# 原文选段:
------------------------------------
TaskMetrics就是对task的执行信息的一个描述类

class TaskMetrics private[spark] () extends Serializable {

  // Each metric is internally represented as an accumulator

  private val _executorDeserializeTime = new LongAccumulator    // executor端反序列化耗时

  private val _executorDeserializeCpuTime = new LongAccumulator // executor端反序列化CPU耗时

  private val _executorRunTime = new LongAccumulator   // executor端运行时间

  private val _executorCpuTime = new LongAccumulator   // executor端CPU耗时

  private val _resultSize = new LongAccumulator        // 结果大小

  private val _jvmGCTime = new LongAccumulator         // JVM GC耗时

  private val _resultSerializationTime = new LongAccumulator // 结果序列化耗时

  private val _memoryBytesSpilled = new LongAccumulator      // 溢出的内存字节

  private val _diskBytesSpilled = new LongAccumulator        // 溢出的磁盘字节

  private val _peakExecutionMemory = new LongAccumulator     // 峰值执行内存

  private val _updatedBlockStatuses = new CollectionAccumulator[(BlockId, BlockStatus)] // 修改的block状态信息集合

}

ResultTask类

将输出发送回Driver应用程序的Task。
------------------------------------
# 坐标标注数据:
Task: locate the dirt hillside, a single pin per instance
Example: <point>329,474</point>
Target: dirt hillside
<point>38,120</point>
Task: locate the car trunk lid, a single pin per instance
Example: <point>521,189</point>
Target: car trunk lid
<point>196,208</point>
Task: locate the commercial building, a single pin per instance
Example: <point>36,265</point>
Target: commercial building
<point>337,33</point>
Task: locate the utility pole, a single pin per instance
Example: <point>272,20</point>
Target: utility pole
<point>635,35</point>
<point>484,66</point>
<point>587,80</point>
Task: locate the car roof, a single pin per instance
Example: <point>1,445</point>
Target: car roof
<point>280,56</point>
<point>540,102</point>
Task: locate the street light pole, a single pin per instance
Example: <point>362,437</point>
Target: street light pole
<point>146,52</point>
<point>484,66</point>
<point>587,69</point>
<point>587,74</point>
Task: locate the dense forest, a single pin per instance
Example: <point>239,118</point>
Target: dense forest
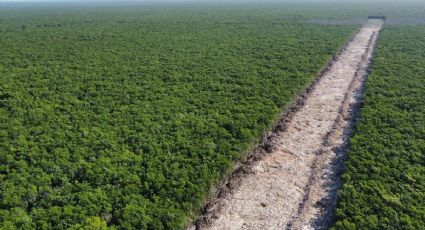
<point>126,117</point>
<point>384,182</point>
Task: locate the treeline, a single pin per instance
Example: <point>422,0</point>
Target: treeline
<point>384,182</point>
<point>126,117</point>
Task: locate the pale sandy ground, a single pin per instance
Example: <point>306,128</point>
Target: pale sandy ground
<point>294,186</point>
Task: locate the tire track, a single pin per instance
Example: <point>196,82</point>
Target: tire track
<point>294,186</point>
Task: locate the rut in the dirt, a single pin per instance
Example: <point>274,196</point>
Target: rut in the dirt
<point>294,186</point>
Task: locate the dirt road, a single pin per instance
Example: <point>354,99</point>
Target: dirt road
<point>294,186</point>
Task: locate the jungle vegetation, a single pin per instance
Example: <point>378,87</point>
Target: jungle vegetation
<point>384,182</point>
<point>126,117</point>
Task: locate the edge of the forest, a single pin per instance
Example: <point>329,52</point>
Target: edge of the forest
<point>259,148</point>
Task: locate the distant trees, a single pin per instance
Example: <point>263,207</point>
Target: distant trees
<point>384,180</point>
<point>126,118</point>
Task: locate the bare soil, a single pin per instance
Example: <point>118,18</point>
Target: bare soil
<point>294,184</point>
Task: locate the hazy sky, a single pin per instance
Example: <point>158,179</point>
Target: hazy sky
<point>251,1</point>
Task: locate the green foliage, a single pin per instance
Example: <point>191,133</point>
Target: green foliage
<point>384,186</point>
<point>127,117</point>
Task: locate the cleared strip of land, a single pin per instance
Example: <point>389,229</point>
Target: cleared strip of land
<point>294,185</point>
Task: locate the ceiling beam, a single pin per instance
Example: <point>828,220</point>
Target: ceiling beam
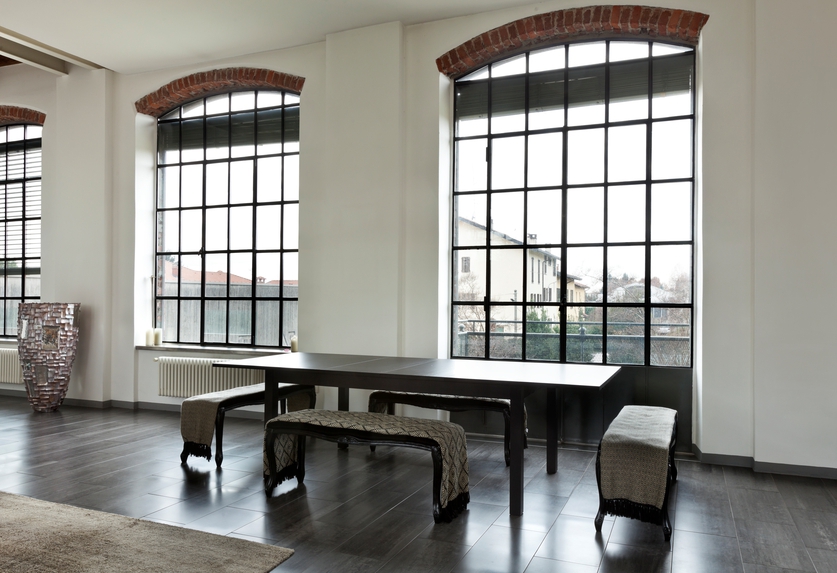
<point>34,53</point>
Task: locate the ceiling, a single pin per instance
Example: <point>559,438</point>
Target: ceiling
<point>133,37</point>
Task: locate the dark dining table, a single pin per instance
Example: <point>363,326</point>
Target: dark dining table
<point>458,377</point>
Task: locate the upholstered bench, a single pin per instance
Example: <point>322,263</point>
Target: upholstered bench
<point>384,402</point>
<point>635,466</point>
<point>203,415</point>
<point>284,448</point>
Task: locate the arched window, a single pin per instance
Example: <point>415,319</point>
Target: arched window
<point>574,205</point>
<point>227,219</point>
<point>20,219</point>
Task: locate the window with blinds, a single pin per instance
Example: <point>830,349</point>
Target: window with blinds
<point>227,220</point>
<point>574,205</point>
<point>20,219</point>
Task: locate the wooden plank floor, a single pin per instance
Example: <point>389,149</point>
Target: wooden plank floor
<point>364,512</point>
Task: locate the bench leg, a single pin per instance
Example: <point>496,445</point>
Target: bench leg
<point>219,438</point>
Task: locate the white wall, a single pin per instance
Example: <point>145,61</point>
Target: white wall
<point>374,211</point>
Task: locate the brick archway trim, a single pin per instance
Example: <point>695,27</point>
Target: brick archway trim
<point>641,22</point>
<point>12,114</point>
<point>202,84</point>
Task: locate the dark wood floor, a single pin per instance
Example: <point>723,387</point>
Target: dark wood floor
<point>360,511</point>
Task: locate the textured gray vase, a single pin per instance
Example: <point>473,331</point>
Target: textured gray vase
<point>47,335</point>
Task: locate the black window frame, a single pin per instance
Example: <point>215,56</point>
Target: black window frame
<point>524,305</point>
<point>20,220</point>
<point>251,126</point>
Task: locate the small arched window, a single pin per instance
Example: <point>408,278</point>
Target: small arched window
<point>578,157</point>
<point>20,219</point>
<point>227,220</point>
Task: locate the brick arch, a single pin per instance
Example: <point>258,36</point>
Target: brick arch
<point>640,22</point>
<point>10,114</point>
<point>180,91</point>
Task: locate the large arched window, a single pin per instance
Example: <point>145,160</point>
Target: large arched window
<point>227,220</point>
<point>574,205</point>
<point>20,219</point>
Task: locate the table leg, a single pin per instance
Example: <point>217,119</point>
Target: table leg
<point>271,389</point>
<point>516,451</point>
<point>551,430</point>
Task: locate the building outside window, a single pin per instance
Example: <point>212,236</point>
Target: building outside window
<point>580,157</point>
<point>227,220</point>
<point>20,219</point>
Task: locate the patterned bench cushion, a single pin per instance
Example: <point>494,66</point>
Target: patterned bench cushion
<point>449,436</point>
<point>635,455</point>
------------------------------------
# 本题任务:
抄写关于TaskMetrics的原文中从“private val _memoryBytesSpilled”到“将输出发送回Driver应用程序的Task。”这一部分，并将其中的“峰值执行内存”改称为“最大执行内存”。 作答时用不到这些记录。

# 参考答案:
private val _memoryBytesSpilled = new LongAccumulator      // 溢出的内存字节

  private val _diskBytesSpilled = new LongAccumulator        // 溢出的磁盘字节

  private val _peakExecutionMemory = new LongAccumulator     // 最大执行内存

  private val _updatedBlockStatuses = new CollectionAccumulator[(BlockId, BlockStatus)] // 修改的block状态信息集合

}

ResultTask类

将输出发送回Driver应用程序的Task。